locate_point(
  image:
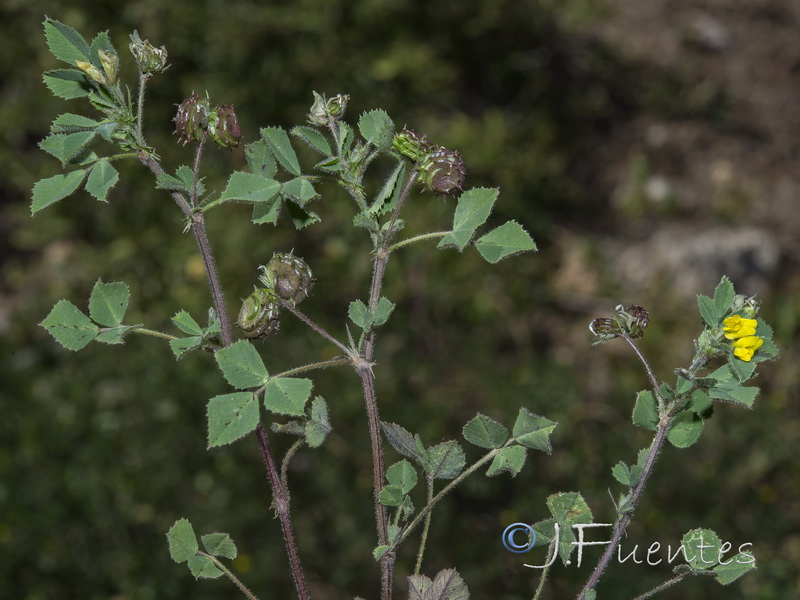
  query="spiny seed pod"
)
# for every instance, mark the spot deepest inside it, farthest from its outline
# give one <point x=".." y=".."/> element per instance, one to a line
<point x="288" y="276"/>
<point x="258" y="316"/>
<point x="223" y="126"/>
<point x="327" y="111"/>
<point x="192" y="118"/>
<point x="443" y="171"/>
<point x="149" y="59"/>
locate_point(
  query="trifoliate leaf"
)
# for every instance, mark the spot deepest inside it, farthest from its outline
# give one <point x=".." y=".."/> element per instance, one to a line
<point x="182" y="541"/>
<point x="69" y="326"/>
<point x="443" y="461"/>
<point x="377" y="128"/>
<point x="281" y="148"/>
<point x="108" y="303"/>
<point x="202" y="567"/>
<point x="510" y="459"/>
<point x="287" y="395"/>
<point x="219" y="544"/>
<point x="400" y="439"/>
<point x="65" y="43"/>
<point x="474" y="207"/>
<point x="313" y="138"/>
<point x="241" y="365"/>
<point x="533" y="431"/>
<point x="52" y="189"/>
<point x="485" y="432"/>
<point x="510" y="238"/>
<point x="403" y="475"/>
<point x="231" y="417"/>
<point x="101" y="179"/>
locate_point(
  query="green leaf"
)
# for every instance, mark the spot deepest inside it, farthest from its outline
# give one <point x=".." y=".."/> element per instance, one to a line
<point x="231" y="417"/>
<point x="403" y="475"/>
<point x="645" y="411"/>
<point x="708" y="310"/>
<point x="114" y="335"/>
<point x="533" y="431"/>
<point x="259" y="158"/>
<point x="287" y="395"/>
<point x="241" y="365"/>
<point x="510" y="459"/>
<point x="67" y="84"/>
<point x="202" y="567"/>
<point x="382" y="312"/>
<point x="313" y="138"/>
<point x="108" y="303"/>
<point x="391" y="188"/>
<point x="69" y="326"/>
<point x="443" y="461"/>
<point x="377" y="128"/>
<point x="485" y="432"/>
<point x="71" y="123"/>
<point x="621" y="473"/>
<point x="568" y="509"/>
<point x="359" y="314"/>
<point x="685" y="429"/>
<point x="184" y="321"/>
<point x="267" y="212"/>
<point x="101" y="179"/>
<point x="702" y="549"/>
<point x="65" y="146"/>
<point x="300" y="190"/>
<point x="474" y="207"/>
<point x="736" y="567"/>
<point x="400" y="439"/>
<point x="51" y="190"/>
<point x="65" y="43"/>
<point x="391" y="495"/>
<point x="510" y="238"/>
<point x="319" y="426"/>
<point x="219" y="544"/>
<point x="723" y="296"/>
<point x="247" y="187"/>
<point x="281" y="147"/>
<point x="181" y="346"/>
<point x="182" y="541"/>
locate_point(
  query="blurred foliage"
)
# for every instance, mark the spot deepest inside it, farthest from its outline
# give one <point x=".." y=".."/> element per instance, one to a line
<point x="92" y="476"/>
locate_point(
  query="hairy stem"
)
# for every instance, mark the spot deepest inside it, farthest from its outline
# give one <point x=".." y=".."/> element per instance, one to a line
<point x="280" y="503"/>
<point x="622" y="521"/>
<point x="242" y="587"/>
<point x="425" y="528"/>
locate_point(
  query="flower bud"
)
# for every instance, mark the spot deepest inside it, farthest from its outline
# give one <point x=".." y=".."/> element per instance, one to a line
<point x="149" y="59"/>
<point x="223" y="126"/>
<point x="258" y="316"/>
<point x="192" y="119"/>
<point x="443" y="171"/>
<point x="325" y="112"/>
<point x="288" y="276"/>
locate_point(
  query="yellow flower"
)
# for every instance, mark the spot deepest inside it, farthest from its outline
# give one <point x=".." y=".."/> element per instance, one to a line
<point x="745" y="347"/>
<point x="736" y="327"/>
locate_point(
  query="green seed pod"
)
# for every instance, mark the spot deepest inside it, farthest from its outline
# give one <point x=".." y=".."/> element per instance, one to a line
<point x="258" y="316"/>
<point x="327" y="111"/>
<point x="443" y="171"/>
<point x="288" y="276"/>
<point x="192" y="119"/>
<point x="223" y="126"/>
<point x="149" y="59"/>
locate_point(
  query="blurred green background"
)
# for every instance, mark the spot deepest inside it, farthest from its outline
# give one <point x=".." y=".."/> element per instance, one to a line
<point x="648" y="147"/>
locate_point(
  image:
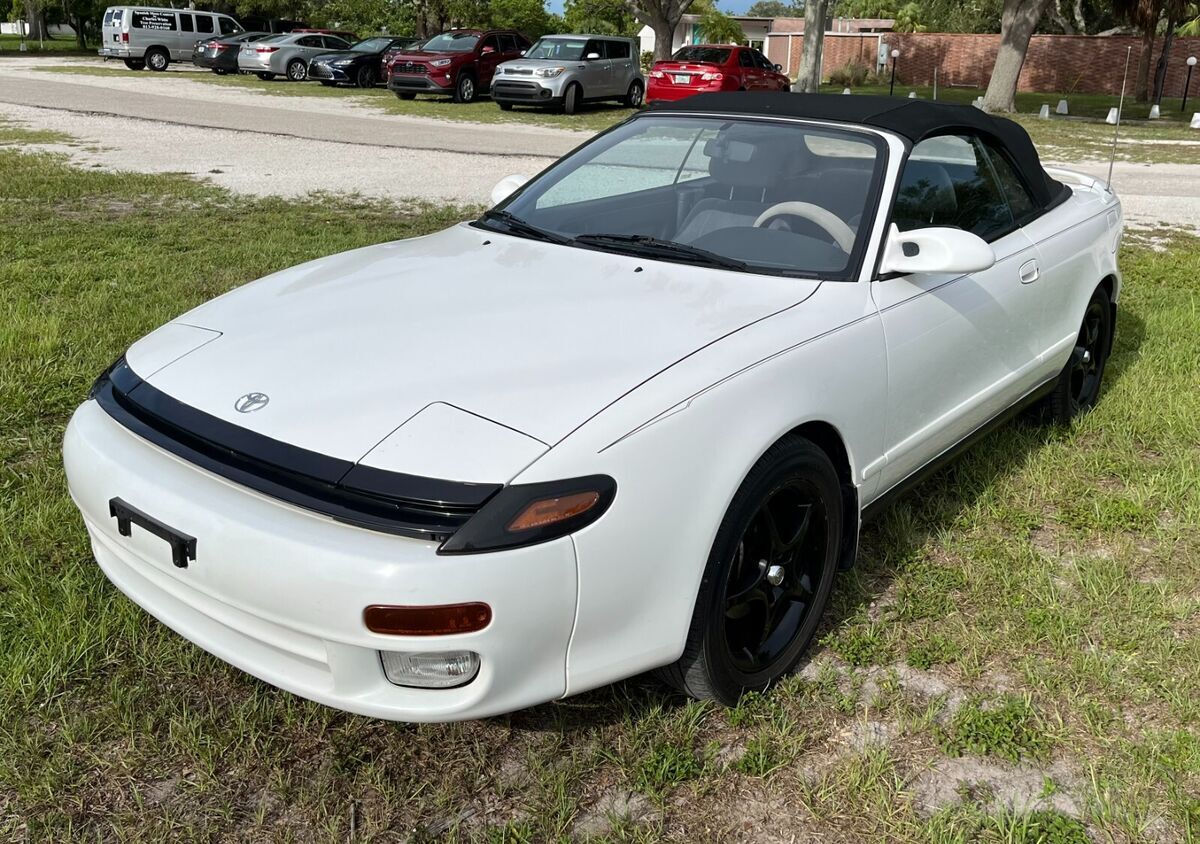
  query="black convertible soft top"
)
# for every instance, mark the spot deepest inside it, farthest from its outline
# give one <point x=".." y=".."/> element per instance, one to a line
<point x="911" y="119"/>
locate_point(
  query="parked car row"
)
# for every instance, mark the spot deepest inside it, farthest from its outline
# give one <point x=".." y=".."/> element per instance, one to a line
<point x="557" y="71"/>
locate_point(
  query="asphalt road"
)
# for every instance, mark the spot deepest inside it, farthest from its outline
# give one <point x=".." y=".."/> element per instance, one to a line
<point x="265" y="114"/>
<point x="259" y="143"/>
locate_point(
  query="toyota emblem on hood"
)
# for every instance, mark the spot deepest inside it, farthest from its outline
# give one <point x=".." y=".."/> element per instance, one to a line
<point x="251" y="402"/>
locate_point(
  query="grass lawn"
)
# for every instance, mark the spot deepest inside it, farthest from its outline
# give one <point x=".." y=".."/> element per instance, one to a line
<point x="1015" y="659"/>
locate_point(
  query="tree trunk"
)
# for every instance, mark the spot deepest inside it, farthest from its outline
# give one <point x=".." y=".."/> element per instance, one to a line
<point x="664" y="36"/>
<point x="808" y="78"/>
<point x="1141" y="87"/>
<point x="1017" y="24"/>
<point x="1163" y="58"/>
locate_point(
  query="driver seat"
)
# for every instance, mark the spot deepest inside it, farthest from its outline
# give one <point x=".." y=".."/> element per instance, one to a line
<point x="742" y="165"/>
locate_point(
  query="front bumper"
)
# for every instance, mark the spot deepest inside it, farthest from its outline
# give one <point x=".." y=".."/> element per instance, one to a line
<point x="525" y="93"/>
<point x="279" y="592"/>
<point x="419" y="83"/>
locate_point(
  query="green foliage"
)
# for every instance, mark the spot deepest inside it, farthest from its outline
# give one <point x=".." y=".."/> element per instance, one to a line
<point x="775" y="9"/>
<point x="1008" y="728"/>
<point x="600" y="17"/>
<point x="718" y="28"/>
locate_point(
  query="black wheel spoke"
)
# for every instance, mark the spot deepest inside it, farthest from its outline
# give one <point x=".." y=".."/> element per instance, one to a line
<point x="772" y="580"/>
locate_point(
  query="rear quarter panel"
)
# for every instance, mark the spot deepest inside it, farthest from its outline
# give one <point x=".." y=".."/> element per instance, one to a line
<point x="1077" y="245"/>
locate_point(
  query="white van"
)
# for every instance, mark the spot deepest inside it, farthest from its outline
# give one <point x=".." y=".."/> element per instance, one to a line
<point x="145" y="36"/>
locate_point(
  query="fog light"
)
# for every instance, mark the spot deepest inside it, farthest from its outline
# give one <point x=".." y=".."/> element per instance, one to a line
<point x="441" y="670"/>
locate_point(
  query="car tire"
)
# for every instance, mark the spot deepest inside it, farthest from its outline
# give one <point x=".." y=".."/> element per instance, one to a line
<point x="157" y="59"/>
<point x="571" y="97"/>
<point x="767" y="579"/>
<point x="635" y="95"/>
<point x="1078" y="388"/>
<point x="465" y="89"/>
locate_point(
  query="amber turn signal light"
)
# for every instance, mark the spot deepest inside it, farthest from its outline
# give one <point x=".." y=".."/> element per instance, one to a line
<point x="550" y="510"/>
<point x="427" y="621"/>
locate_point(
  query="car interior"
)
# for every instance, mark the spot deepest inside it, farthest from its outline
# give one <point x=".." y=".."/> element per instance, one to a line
<point x="761" y="195"/>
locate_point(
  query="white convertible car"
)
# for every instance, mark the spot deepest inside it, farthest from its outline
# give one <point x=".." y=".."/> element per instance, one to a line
<point x="631" y="418"/>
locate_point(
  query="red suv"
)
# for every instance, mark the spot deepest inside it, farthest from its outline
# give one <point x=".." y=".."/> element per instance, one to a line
<point x="461" y="61"/>
<point x="699" y="69"/>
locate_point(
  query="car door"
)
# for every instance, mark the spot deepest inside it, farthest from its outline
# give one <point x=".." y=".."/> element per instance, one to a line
<point x="748" y="72"/>
<point x="960" y="348"/>
<point x="487" y="59"/>
<point x="597" y="72"/>
<point x="621" y="66"/>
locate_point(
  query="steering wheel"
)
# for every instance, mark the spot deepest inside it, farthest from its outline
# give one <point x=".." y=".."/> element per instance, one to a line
<point x="833" y="225"/>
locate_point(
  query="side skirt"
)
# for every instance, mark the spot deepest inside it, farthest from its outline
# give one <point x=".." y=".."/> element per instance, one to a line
<point x="877" y="507"/>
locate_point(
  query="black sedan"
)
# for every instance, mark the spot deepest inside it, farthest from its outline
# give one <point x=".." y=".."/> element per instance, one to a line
<point x="220" y="55"/>
<point x="358" y="66"/>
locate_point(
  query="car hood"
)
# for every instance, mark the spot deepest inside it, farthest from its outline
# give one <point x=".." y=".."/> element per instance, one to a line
<point x="325" y="58"/>
<point x="533" y="336"/>
<point x="426" y="55"/>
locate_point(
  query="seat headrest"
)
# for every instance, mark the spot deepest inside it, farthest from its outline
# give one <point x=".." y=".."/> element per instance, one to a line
<point x="754" y="160"/>
<point x="927" y="193"/>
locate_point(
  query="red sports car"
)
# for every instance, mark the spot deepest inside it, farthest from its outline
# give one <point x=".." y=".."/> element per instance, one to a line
<point x="700" y="69"/>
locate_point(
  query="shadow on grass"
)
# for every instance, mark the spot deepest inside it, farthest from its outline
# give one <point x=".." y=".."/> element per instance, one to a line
<point x="931" y="508"/>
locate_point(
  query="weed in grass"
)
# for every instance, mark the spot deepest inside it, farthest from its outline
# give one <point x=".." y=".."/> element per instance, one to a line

=== EXERCISE INSTRUCTIONS ===
Pull out each line of the entries that contains "seed".

=== SOLVED PROBLEM ===
  query="spiny seed pod"
  query="green seed pod"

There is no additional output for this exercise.